# Source data start

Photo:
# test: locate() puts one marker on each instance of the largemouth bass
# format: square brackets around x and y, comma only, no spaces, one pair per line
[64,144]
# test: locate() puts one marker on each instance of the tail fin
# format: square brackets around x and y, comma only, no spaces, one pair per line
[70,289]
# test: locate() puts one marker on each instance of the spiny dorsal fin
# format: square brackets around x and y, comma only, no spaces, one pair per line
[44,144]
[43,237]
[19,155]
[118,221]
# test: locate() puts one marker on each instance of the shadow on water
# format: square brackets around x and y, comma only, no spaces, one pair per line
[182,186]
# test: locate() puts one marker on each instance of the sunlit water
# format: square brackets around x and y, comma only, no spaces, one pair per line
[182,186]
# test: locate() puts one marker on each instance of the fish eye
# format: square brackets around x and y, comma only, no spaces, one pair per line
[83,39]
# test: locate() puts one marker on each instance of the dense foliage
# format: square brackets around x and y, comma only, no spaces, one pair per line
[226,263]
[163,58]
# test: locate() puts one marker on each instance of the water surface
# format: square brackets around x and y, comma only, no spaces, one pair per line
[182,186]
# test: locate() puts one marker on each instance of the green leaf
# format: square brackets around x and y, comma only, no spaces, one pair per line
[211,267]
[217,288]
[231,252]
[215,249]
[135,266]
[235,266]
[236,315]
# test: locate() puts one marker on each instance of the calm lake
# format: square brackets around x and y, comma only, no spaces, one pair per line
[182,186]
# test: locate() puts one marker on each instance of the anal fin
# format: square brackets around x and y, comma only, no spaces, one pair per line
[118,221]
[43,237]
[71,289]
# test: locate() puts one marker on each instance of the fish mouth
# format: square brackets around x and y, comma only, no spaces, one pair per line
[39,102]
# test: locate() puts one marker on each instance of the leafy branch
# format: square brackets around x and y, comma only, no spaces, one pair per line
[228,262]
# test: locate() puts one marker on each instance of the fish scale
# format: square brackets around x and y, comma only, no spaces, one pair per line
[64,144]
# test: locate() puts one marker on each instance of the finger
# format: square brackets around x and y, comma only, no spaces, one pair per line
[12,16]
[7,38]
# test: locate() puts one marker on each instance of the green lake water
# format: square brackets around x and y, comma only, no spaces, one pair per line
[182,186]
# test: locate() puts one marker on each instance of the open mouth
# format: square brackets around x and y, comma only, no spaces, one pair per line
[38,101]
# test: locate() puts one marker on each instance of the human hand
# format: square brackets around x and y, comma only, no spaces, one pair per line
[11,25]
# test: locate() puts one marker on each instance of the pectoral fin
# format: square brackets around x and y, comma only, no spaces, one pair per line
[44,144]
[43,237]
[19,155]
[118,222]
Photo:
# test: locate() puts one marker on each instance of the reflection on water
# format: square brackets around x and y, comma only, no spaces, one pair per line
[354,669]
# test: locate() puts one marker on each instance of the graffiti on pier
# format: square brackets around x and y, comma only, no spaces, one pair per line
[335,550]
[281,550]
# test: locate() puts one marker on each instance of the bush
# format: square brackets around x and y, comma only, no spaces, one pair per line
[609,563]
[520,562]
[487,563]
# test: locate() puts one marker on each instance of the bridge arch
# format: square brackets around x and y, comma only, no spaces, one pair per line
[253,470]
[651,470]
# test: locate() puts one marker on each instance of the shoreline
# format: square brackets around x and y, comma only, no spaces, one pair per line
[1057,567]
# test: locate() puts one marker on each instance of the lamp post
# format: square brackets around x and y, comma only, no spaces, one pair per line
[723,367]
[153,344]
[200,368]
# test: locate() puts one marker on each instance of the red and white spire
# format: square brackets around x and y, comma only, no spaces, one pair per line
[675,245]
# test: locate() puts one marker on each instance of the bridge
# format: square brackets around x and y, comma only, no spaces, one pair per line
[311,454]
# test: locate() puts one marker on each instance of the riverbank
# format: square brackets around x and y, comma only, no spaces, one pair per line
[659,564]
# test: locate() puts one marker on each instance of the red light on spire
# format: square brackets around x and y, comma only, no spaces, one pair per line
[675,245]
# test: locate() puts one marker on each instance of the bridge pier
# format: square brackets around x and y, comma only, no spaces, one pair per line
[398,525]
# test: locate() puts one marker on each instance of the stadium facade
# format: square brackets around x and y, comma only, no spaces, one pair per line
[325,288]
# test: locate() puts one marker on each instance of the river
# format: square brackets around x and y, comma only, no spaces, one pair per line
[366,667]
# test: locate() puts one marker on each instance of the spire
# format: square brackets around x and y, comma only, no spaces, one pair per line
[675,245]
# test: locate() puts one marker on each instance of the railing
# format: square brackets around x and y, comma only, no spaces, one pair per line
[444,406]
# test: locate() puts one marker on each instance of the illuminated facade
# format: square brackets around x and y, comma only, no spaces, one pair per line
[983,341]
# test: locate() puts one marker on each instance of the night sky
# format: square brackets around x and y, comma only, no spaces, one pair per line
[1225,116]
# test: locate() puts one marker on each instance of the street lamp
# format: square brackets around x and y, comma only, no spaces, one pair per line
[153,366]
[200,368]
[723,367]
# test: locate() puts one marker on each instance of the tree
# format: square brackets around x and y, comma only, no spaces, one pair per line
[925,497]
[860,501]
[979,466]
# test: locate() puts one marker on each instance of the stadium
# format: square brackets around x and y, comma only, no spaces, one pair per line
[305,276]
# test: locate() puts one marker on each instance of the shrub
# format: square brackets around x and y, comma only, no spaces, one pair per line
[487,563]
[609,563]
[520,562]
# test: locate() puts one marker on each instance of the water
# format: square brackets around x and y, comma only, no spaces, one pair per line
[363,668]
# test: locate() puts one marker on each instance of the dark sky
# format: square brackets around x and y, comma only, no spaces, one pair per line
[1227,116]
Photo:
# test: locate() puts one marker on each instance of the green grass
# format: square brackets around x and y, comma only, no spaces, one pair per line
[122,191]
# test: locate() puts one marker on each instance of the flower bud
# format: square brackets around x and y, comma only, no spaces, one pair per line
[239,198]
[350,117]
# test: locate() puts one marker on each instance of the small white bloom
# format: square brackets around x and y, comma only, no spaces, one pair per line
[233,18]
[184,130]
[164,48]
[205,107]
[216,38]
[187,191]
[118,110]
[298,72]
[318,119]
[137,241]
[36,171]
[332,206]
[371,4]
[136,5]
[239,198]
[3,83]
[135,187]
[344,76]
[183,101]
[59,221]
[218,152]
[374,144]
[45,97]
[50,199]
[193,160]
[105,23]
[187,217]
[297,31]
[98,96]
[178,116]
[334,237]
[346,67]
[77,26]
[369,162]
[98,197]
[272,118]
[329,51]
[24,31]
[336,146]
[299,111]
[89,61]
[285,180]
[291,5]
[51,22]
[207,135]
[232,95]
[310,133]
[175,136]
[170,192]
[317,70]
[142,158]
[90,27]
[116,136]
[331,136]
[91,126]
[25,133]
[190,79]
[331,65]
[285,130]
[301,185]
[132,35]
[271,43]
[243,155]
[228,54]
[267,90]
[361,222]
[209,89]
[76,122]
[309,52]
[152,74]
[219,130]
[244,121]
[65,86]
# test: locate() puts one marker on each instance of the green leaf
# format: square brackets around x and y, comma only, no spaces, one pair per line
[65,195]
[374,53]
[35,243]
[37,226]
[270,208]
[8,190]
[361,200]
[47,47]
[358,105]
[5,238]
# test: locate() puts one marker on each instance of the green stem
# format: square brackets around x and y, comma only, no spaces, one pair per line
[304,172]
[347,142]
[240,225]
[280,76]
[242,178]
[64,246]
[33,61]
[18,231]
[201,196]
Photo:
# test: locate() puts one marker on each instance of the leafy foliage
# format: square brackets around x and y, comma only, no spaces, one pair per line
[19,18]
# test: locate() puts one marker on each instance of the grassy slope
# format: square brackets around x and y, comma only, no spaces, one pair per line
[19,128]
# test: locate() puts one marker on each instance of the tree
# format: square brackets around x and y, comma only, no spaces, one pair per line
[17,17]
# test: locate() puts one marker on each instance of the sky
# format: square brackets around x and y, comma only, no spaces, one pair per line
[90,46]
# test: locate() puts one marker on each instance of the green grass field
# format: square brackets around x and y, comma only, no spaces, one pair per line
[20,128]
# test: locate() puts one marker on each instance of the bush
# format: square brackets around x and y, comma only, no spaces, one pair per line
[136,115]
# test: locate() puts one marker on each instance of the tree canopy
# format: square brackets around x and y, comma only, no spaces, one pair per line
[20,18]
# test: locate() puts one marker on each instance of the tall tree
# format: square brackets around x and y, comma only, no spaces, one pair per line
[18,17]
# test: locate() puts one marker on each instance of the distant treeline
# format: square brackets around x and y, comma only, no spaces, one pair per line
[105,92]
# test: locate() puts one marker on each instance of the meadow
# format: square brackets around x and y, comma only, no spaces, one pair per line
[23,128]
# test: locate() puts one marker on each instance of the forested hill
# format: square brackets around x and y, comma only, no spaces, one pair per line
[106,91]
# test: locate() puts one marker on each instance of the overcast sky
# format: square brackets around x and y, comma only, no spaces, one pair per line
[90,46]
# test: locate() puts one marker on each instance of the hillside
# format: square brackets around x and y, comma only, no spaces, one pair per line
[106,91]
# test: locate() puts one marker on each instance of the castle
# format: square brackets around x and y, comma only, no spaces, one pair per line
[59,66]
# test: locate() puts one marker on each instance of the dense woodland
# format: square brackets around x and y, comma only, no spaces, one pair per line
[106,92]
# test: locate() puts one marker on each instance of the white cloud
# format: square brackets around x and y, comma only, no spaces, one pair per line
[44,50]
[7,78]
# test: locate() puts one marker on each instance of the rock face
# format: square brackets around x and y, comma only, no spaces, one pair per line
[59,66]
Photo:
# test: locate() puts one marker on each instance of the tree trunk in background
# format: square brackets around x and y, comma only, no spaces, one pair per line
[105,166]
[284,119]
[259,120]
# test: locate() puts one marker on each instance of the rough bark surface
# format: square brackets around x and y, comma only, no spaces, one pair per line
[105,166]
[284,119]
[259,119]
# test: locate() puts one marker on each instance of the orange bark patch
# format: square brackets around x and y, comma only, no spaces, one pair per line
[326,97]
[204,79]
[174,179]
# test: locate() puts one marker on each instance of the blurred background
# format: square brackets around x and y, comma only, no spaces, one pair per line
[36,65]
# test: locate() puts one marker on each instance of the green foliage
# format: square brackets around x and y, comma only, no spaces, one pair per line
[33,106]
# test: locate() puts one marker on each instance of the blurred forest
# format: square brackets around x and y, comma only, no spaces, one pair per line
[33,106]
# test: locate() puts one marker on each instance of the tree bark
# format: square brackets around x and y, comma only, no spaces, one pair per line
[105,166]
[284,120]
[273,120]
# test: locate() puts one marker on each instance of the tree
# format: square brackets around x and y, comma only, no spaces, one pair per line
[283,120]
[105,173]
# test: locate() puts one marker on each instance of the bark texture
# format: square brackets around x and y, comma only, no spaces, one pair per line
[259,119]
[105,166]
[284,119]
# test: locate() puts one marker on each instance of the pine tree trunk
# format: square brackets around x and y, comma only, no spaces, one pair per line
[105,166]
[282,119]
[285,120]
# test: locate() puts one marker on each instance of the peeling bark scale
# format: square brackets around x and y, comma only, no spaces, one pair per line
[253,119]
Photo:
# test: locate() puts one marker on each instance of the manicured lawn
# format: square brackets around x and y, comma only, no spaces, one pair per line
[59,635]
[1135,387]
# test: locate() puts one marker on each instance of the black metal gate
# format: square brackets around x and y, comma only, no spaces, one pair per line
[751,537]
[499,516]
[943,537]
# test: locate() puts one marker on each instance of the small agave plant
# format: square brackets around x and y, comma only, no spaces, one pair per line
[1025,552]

# Source data end

→ **Task to carry out**
Starting with the line with "the bark texture" and going on through the last line, put those lines into a JSON list of strings, one string per line, leaving out any blank lines.

→ **Solution to the problem**
[
  "# test: locate() puts one marker on each instance of the bark texture",
  "# format: square brackets around x and y, comma only, no spaces, one pair per line",
  "[259,119]",
  "[105,166]",
  "[284,119]",
  "# test: locate() puts one marker on each instance of the pine tree trunk",
  "# format: square brackets around x and y, comma only, no spaces, one pair per line",
  "[105,166]",
  "[282,119]",
  "[285,120]",
  "# test: locate() puts one marker on each instance of the peeling bark scale",
  "# format: square brackets around x and y, comma only, no spaces, one pair per line",
  "[253,119]",
  "Photo:",
  "# test: locate() puts one marker on each instance of the manicured lawn",
  "# format: square brackets around x and y, comma only, no spaces, one pair per line",
  "[59,635]",
  "[1135,387]",
  "# test: locate() puts one marker on each instance of the black metal gate",
  "# format: square brackets around x and y, comma only, no spaces, one pair per line",
  "[751,537]",
  "[499,516]",
  "[943,537]",
  "# test: locate() puts one marker on each instance of the small agave plant",
  "# format: square brackets around x and y, comma only, no spaces, one pair per line",
  "[1025,552]"
]